Entries shown →
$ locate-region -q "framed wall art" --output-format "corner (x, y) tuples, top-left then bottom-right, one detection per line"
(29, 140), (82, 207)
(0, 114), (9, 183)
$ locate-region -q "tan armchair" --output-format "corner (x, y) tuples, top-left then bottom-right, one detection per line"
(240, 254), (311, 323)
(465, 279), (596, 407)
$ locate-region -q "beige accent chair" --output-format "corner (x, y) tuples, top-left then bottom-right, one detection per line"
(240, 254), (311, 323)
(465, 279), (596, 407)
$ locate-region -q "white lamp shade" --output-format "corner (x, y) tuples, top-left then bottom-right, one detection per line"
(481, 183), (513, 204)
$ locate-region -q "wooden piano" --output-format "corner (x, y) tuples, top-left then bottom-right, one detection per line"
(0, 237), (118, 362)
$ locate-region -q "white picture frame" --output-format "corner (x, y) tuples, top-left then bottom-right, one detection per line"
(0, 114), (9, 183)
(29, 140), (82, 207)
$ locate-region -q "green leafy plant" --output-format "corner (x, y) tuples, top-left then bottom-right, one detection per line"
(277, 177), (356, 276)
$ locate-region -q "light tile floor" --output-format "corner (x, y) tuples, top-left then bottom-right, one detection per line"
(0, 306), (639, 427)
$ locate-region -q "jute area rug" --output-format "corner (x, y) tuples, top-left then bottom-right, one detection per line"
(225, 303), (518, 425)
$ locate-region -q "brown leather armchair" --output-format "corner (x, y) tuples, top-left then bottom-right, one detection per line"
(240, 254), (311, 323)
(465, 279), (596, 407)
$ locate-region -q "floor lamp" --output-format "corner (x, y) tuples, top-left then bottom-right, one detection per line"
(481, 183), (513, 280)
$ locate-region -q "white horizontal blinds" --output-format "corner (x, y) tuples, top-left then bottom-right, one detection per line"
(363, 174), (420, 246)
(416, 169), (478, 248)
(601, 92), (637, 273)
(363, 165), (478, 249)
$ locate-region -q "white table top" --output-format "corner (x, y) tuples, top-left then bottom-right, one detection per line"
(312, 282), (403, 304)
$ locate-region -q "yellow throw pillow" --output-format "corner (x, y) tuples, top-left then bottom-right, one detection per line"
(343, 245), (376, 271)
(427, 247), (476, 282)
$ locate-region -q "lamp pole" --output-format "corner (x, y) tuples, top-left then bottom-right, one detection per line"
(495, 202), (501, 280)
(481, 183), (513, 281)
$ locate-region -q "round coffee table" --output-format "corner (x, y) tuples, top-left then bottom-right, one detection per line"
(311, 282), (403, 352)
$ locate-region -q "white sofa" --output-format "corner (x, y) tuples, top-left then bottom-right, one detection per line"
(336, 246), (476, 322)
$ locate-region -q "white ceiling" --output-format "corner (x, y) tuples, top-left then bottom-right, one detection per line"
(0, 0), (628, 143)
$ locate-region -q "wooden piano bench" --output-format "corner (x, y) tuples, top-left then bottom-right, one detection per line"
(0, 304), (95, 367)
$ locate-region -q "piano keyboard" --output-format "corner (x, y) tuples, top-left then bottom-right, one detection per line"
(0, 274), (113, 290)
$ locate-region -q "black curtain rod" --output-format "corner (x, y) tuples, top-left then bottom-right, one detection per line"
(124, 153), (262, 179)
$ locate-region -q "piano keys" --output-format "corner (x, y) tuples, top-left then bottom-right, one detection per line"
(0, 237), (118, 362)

Task prompt → Transcribe the entire listing without a single omission.

Answer area →
$ locate-region -q "framed wall art" --output-format "corner (x, y) tuples, top-left then bottom-right, one detection per line"
(29, 140), (82, 207)
(0, 114), (9, 183)
$ locate-region -q "tan armchair" --output-format "corner (x, y) tuples, top-left then bottom-right, one detection per line"
(240, 254), (311, 323)
(465, 279), (596, 407)
$ locate-region -q "beige accent chair" --output-format "corner (x, y) tuples, top-left then bottom-right, one detection per line"
(240, 254), (311, 323)
(465, 279), (596, 407)
$ locate-region -q "white lamp shade" --output-format "corner (x, y) tuples, top-left then bottom-right, one detection per line"
(481, 183), (513, 204)
$ locate-region -q "wooden piano" --output-format "corner (x, y) tuples, top-left then bottom-right, one detection per line"
(0, 237), (118, 362)
$ locate-region -q "white picture frame" --output-format "corner (x, y) tuples, top-left then bottom-right, one detection per line"
(0, 114), (9, 183)
(29, 140), (82, 207)
$ locate-region -q "green leafy plant" --output-format "corner (x, y) tuples, top-left then bottom-right, one detection per line"
(277, 177), (356, 276)
$ locate-region -q "light tile floor" --output-format "corner (x, y) tuples, top-left then bottom-right, one detection per line"
(0, 306), (639, 427)
$ locate-region -q "jute area rug" --output-format "corner (x, y) tuples, top-left then bottom-right, one detection per line"
(225, 303), (518, 425)
$ locate-region -q "brown leather armchair" --output-format "corner (x, y) tuples, top-left then bottom-right, one detection per line"
(240, 254), (311, 323)
(465, 279), (596, 407)
$ locate-region -q "floor lamp" --output-format "corner (x, y) tuples, top-left then bottom-right, one detection per line"
(481, 183), (513, 280)
$ locate-region -q "white horizontal blinds" --output-format "corner (x, y) tuples, top-left then bottom-right, one detection per line"
(363, 174), (420, 246)
(416, 169), (478, 248)
(601, 92), (637, 273)
(363, 165), (478, 249)
$ locate-region -q "white table top" --output-format "corner (x, y) tuples, top-left then bottom-right, one detection per line"
(312, 282), (403, 304)
$ locate-region -q "yellow throw pillow" --output-format "corner (x, y) tuples, top-left then bottom-right, one detection per line"
(343, 245), (376, 271)
(427, 247), (476, 282)
$ locate-region -q "lamp pole" --output-format "corner (x, y) tuples, top-left then bottom-right, one detection per line"
(495, 202), (501, 280)
(481, 183), (513, 281)
$ locate-region -q "round coffee table" --output-format "corner (x, y) tuples, top-left then bottom-right, one detection per line"
(311, 282), (403, 352)
$ locate-region -q "white sofa" --output-format "corner (x, y) tuples, top-left then bottom-right, one detection per line"
(336, 246), (476, 322)
$ locate-region -q "white ceiling" --output-format "corner (x, y) tuples, top-left then bottom-right, one detection per line"
(0, 0), (628, 143)
$ locate-region -q "wooden piano bench" --output-format "corner (x, y) tuples, top-left then bottom-right, one detection per line"
(0, 304), (95, 367)
$ locate-region -q "piano keyboard" --output-format "corner (x, y) tuples, top-left then bottom-right, one detection per line"
(0, 274), (113, 290)
$ locate-region -q "black curtain rod" --output-format "corner (x, y) tuples, top-left then bottom-right, one detection per line"
(124, 153), (262, 179)
$ locate-region -q "piano keys" --output-format "corner (x, y) tuples, top-left then bottom-right, one detection per line"
(0, 237), (118, 362)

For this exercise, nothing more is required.